__EXERCISE SET__.
1. Can you return everything in the Hugging Face detection page from "Code examples" down to "be indicated as the detected model.", copied word for word?
2. Which Hugging Face APIs does the Hugging Face detection page name as widely used? List them all.
3. Continue the Hugging Face detection page from its final line.

Shadow Hugging Face Models in Code
Overview
Mend AI uses regex-based detection to identify shadow open-source AI models referenced in code by extracting direct and nearby references to models in widely used Hugging Face APIs, including pipelines, transformers, and diffusers.
Regex-based detection prioritizes accuracy while minimizing false-positives and reducing overall noise levels.
Furthermore, Mend AI detects references to the top 100 most commonly used licenses and gated models in codebases.
Limitations
Cases where string concatenation or complex variable assignments lead to model references are not currently supported.
Getting it done
Detected Hugging Face models are automatically added to the AI Inventory, where information about their origin, engine, and additional details will be available.

Code examples
Direct API Call with Model Name:
from transformers import pipeline
model = pipeline('text-classification', model='bert-base-uncased')
'bert-base-uncased' will be indicated as the detected model.
Model Name Stored in a Variable:
from transformers import pipeline
model_name = 'bert-base-uncased'
model = pipeline('text-classification', model=model_name)
'bert-base-uncased' will be extracted from the variable assignment and indicated as the detected model.

__PROVIDED INFORMATION__.
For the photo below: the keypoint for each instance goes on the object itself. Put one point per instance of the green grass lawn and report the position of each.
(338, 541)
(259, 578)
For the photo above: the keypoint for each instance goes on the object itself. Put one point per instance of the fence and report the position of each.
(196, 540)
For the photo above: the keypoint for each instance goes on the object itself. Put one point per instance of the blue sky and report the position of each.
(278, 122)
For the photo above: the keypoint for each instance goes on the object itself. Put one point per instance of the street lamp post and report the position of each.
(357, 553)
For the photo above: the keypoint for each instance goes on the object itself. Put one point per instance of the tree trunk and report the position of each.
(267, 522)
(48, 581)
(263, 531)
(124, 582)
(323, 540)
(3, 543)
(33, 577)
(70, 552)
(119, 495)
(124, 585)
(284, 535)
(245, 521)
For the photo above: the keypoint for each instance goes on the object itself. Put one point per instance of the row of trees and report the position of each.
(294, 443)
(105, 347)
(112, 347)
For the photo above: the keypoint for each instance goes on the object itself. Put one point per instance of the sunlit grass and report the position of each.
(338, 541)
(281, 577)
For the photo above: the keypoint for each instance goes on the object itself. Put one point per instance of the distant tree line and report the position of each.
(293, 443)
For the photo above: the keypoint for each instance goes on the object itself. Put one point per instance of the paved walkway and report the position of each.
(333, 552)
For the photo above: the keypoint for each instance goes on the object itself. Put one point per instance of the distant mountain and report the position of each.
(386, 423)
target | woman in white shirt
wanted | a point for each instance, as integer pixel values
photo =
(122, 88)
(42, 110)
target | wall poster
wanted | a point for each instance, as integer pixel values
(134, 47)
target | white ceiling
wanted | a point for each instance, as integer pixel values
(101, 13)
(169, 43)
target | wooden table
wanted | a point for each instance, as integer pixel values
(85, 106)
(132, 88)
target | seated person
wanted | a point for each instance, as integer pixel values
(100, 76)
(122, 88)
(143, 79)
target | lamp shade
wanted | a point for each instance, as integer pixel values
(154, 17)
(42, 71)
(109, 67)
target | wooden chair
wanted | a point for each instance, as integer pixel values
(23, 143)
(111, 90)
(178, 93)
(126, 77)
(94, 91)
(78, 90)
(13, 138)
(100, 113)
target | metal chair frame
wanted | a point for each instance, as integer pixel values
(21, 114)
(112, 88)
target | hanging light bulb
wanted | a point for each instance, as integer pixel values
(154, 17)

==

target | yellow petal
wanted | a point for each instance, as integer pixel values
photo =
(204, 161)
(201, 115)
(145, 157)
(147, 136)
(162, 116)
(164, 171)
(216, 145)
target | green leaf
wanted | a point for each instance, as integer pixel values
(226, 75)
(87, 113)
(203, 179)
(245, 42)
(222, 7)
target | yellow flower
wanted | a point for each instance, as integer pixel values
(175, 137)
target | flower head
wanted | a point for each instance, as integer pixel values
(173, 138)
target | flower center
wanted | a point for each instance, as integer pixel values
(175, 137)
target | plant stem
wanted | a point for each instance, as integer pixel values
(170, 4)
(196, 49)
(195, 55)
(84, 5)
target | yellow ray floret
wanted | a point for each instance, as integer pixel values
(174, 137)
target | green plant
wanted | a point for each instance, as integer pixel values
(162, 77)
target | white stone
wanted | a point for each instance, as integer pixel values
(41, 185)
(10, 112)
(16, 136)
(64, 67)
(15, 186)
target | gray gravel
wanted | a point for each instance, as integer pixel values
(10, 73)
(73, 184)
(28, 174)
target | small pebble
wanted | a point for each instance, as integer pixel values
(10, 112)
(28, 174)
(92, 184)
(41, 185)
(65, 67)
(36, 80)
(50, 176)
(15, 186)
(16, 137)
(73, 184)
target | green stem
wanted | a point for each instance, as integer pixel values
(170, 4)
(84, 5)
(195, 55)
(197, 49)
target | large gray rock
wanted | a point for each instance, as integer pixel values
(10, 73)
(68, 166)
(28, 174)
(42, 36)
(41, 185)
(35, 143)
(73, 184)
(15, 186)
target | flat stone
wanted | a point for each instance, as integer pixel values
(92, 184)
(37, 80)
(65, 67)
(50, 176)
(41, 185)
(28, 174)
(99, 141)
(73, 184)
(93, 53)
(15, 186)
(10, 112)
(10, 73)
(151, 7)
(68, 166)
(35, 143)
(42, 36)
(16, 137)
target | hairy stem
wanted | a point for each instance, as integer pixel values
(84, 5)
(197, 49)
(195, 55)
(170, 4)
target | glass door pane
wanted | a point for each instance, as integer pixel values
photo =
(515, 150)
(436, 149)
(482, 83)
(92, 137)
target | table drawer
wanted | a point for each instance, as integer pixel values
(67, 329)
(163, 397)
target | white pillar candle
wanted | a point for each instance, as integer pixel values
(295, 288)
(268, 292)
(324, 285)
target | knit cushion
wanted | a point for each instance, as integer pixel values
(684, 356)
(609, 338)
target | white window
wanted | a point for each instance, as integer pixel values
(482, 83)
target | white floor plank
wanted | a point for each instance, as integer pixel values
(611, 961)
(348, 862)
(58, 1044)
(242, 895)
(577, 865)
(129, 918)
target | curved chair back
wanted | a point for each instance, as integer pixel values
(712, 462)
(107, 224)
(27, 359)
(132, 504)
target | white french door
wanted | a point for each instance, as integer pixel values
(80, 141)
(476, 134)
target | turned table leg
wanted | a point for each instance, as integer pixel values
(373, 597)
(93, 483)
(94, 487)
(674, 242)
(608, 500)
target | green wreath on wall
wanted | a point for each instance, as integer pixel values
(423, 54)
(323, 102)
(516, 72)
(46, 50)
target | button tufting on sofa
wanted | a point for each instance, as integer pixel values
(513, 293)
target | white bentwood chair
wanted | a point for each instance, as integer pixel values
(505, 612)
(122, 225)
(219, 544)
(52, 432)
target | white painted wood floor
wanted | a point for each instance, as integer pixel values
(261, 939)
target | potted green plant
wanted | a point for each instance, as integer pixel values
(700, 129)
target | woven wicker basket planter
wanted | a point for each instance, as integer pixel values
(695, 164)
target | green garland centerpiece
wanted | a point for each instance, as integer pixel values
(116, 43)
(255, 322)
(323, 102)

* * *

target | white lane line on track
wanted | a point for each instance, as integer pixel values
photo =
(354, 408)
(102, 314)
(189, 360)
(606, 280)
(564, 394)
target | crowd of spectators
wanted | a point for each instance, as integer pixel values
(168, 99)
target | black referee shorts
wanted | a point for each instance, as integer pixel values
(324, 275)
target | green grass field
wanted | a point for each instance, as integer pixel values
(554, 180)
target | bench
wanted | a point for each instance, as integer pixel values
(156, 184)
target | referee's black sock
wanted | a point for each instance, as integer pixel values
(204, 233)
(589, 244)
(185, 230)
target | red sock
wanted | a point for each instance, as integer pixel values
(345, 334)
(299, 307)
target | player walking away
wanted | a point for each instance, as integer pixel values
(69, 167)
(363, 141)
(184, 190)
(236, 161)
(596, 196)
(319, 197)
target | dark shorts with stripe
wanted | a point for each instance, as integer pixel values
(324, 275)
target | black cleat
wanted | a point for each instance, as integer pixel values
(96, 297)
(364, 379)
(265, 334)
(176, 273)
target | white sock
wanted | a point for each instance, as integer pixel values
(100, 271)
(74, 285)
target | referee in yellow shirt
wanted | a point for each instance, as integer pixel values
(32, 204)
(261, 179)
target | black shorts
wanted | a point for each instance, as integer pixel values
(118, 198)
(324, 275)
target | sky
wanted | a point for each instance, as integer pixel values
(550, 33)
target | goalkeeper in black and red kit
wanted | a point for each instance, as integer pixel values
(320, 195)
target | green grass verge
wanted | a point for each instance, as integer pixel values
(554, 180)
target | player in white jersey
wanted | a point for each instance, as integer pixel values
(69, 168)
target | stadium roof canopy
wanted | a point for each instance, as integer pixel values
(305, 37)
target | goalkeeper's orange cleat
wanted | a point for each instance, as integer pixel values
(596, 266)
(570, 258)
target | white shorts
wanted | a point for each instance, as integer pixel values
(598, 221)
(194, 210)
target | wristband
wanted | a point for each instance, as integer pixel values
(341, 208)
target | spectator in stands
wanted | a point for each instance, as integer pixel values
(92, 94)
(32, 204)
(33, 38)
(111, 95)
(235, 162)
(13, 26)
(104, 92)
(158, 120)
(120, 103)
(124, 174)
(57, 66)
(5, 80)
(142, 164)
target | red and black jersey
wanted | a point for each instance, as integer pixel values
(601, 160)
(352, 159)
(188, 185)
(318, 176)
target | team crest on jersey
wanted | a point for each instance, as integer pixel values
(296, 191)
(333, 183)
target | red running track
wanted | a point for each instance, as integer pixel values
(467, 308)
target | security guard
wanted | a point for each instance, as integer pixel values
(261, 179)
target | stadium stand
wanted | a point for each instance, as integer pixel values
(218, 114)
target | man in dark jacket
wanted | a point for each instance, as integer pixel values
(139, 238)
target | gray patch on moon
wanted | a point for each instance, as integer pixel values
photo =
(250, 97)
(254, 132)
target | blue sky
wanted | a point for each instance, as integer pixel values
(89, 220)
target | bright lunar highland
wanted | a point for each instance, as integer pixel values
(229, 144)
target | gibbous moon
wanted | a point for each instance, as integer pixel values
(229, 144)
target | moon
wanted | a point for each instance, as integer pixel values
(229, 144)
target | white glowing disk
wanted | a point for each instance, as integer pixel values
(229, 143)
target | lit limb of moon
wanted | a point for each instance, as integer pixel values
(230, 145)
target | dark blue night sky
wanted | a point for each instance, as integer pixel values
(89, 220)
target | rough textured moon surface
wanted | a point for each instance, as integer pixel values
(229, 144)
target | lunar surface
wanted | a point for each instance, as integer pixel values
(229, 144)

__REPLIES__.
1.
Code examples
Direct API Call with Model Name:
from transformers import pipeline
model = pipeline('text-classification', model='bert-base-uncased')
'bert-base-uncased' will be indicated as the detected model.

2. pipelines, transformers, diffusers

3.
Model Name Passed to a Function:
from transformers import pipeline
def load_model(name):
return pipeline('text-classification', model=name)
model_instance = load_model('bert-base-uncased')
'bert-base-uncased' will be extracted from the function call and indicated as the detected model.
Diffusers:
from diffusers import StableDiffusionPipeline
pipe = StableDiffusionPipeline.from_pretrained("CompVis/stable-diffusion-v1-4")
"CompVis/stable-diffusion-v1-4" will be extracted and indicated as the detected model.
Variable Passed to a Function with Intermediate Assignment:
from transformers import AutoModel
model_name = "gpt-neo-1.3B"
def initialize_model(name):
model = AutoModel.from_pretrained(name)
return model
ai_model = initialize_model(model_name)
'gpt-neo-1.3B' will be extracted from the intermediate variable and indicated as the detected model.